## start Material

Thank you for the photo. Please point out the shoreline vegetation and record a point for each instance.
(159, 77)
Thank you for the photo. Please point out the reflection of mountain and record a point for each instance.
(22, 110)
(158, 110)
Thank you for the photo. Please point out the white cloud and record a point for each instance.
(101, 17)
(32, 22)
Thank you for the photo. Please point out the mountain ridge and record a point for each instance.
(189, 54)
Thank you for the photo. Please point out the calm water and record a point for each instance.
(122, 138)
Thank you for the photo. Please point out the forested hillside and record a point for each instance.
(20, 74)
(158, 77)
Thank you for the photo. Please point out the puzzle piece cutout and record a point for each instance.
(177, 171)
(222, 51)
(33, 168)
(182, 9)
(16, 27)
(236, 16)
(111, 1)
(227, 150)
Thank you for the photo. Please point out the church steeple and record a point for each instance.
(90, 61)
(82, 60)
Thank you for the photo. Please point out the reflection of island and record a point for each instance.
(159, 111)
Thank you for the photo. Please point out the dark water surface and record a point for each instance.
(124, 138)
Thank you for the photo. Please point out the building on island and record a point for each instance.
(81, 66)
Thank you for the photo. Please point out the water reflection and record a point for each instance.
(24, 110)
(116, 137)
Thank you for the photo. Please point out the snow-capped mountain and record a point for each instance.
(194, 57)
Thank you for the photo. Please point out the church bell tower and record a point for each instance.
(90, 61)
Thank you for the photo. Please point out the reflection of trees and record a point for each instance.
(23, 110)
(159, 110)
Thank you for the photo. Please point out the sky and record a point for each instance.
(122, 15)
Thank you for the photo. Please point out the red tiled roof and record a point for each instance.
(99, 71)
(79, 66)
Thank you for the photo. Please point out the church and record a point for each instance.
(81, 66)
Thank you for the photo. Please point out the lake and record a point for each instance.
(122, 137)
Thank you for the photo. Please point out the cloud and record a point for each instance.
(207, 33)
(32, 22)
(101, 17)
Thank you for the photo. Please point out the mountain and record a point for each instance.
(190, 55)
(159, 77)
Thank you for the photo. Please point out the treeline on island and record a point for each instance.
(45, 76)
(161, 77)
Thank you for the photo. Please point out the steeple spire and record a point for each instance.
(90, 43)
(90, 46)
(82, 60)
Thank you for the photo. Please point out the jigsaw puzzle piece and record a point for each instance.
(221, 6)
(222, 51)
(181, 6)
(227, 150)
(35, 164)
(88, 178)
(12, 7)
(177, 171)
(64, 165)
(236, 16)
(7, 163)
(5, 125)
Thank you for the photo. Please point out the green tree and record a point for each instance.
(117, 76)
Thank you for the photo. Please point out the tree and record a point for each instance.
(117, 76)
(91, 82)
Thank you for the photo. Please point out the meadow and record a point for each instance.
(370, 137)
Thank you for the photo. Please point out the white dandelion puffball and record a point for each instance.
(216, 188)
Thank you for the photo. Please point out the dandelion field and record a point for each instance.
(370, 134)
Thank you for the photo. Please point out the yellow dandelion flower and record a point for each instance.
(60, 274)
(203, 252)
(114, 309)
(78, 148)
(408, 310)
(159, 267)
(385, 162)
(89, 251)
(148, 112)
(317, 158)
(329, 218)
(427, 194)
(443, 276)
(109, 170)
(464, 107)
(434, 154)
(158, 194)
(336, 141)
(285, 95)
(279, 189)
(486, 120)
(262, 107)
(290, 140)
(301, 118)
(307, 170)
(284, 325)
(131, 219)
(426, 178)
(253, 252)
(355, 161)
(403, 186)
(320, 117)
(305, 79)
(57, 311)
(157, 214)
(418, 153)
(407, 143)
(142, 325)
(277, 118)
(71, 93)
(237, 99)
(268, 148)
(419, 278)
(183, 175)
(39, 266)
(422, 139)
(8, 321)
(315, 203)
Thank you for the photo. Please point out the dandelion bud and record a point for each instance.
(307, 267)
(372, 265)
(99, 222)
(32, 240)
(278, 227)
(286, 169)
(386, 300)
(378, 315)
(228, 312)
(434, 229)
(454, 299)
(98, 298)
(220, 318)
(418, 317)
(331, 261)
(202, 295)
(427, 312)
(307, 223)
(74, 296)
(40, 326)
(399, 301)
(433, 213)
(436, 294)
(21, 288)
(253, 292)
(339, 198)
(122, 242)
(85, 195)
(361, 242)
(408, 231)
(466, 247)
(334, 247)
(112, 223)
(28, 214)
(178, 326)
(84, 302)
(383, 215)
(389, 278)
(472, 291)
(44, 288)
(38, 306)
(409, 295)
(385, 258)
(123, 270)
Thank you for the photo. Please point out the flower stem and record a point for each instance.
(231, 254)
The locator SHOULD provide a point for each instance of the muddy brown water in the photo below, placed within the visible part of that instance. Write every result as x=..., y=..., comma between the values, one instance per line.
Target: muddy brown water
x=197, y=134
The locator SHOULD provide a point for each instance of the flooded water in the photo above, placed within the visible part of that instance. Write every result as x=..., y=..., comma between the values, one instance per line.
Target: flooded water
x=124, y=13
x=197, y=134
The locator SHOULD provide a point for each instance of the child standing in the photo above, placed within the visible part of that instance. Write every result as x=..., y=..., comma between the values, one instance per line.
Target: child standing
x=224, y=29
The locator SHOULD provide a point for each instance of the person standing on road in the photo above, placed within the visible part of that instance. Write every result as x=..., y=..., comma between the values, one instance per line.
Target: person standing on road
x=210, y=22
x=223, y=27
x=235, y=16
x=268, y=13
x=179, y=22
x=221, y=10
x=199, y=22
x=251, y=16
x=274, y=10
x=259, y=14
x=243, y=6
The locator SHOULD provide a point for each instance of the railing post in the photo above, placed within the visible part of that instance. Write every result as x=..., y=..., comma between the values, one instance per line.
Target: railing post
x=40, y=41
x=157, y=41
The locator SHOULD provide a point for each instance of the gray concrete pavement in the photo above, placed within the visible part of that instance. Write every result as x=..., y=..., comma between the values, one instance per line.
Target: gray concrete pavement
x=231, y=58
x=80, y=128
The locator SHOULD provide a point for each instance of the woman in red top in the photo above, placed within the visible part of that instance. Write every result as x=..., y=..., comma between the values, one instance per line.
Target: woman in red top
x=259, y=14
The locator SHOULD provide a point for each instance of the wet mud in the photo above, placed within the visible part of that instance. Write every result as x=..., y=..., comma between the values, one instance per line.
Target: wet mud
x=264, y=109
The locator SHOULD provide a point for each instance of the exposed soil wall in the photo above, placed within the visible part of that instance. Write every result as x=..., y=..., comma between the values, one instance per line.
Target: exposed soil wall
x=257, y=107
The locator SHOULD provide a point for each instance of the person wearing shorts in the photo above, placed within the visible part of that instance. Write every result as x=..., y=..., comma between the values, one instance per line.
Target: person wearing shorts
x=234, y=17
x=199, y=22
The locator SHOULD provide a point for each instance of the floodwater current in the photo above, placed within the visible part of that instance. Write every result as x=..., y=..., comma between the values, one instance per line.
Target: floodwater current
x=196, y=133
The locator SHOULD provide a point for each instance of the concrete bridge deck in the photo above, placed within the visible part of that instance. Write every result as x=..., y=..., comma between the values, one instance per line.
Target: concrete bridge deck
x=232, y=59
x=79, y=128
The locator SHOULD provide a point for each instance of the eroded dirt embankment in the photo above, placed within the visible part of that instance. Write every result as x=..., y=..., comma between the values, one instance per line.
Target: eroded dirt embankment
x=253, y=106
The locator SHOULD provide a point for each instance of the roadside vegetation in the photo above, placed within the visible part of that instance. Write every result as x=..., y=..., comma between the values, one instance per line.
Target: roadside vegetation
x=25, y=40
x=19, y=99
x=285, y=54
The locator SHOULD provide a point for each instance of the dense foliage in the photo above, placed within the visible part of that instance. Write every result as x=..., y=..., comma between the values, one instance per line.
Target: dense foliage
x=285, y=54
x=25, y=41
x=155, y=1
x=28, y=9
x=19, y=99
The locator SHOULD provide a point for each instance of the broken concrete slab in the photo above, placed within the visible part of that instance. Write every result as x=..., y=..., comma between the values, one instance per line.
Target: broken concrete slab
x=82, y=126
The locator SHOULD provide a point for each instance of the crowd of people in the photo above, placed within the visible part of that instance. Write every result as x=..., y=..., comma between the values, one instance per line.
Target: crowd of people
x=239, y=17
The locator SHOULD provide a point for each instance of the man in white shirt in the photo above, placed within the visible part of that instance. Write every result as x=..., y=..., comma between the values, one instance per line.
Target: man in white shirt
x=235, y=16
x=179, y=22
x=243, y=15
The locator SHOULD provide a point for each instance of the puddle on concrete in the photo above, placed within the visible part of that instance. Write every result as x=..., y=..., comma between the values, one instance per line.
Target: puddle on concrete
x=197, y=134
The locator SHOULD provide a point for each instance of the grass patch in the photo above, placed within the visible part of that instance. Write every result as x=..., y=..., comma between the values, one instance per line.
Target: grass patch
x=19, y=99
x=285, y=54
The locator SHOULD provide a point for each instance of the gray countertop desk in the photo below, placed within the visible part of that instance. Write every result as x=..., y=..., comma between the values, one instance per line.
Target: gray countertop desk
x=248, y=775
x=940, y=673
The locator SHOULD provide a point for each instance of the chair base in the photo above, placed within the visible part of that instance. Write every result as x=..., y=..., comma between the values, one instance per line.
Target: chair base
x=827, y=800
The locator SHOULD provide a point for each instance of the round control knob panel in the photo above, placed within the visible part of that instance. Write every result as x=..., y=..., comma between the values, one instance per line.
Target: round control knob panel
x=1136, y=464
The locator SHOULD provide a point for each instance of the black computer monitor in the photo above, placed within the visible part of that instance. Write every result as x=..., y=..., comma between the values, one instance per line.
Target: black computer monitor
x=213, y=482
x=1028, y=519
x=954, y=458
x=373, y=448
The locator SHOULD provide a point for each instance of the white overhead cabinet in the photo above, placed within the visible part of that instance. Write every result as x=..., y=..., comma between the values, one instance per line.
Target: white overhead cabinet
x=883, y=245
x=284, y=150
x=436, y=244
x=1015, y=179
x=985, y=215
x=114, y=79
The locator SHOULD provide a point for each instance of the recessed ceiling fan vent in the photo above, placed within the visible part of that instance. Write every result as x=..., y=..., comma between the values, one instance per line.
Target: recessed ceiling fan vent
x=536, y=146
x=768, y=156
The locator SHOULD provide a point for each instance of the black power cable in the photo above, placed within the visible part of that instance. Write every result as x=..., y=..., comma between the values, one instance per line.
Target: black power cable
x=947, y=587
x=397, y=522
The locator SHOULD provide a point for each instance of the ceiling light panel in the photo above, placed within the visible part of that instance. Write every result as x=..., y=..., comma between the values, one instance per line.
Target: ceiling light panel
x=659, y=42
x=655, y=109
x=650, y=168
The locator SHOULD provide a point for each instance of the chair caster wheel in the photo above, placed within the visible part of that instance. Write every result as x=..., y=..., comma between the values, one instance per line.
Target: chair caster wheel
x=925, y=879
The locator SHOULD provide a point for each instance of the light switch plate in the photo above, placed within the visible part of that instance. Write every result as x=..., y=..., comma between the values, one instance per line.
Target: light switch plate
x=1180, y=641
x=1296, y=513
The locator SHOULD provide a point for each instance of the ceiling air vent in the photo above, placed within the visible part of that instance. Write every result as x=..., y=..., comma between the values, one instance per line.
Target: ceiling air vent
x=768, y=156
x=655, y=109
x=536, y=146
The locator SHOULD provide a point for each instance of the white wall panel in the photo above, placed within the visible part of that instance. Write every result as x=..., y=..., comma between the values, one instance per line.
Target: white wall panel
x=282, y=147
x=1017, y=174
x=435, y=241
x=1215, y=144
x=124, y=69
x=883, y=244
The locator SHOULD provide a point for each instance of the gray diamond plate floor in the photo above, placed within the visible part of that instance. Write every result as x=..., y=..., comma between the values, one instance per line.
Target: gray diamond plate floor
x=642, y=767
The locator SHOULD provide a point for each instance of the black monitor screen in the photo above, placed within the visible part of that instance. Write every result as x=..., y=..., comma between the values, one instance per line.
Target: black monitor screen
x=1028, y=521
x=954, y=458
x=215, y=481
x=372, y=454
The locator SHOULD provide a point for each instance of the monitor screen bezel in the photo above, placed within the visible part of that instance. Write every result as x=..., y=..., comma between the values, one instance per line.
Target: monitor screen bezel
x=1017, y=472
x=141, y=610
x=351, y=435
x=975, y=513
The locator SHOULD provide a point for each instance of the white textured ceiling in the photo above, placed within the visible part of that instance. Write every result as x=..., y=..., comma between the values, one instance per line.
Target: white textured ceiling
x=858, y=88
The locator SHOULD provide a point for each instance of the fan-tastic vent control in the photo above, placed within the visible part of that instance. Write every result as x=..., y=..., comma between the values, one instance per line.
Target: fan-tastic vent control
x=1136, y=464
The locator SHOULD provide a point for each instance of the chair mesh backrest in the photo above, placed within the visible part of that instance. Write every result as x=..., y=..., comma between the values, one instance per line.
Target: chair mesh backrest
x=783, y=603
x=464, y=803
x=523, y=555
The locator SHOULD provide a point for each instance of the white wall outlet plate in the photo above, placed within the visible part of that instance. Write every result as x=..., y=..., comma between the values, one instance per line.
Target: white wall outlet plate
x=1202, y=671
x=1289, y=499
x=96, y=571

## end Material

Problem details => Exactly reproduce the lines that run from the line with "the white textured" through the last line of the records, inclusive.

In response =>
The locator SHOULD provide a point for each instance of the white textured ceiling in the photo above, placed within the visible part of that instance. Write every result as x=..., y=..., comma between the values, one instance per line.
Target: white textured ceiling
x=858, y=88
The locator SHOULD provide a point for each instance of the fan-tastic vent control in the photo above, placed within the visible part of that instance. Write every result as x=..., y=..., comma between the values, one instance per line.
Target: fan-tastic vent control
x=1136, y=464
The locator SHOULD provide a point for each instance of the chair mesh backrest in the photo above, placed within the visible part of that instance. Write every result as x=..., y=..., comma between the values, one instance per line.
Target: chair mesh backrest
x=783, y=603
x=464, y=803
x=523, y=555
The locator SHOULD provide a point for each instance of the white wall outlet plate in the photo above, placed within the visible part of that instance. Write every result as x=..., y=..., comma between the values, one instance per line.
Target: white wall outlet plate
x=1202, y=671
x=1289, y=499
x=96, y=571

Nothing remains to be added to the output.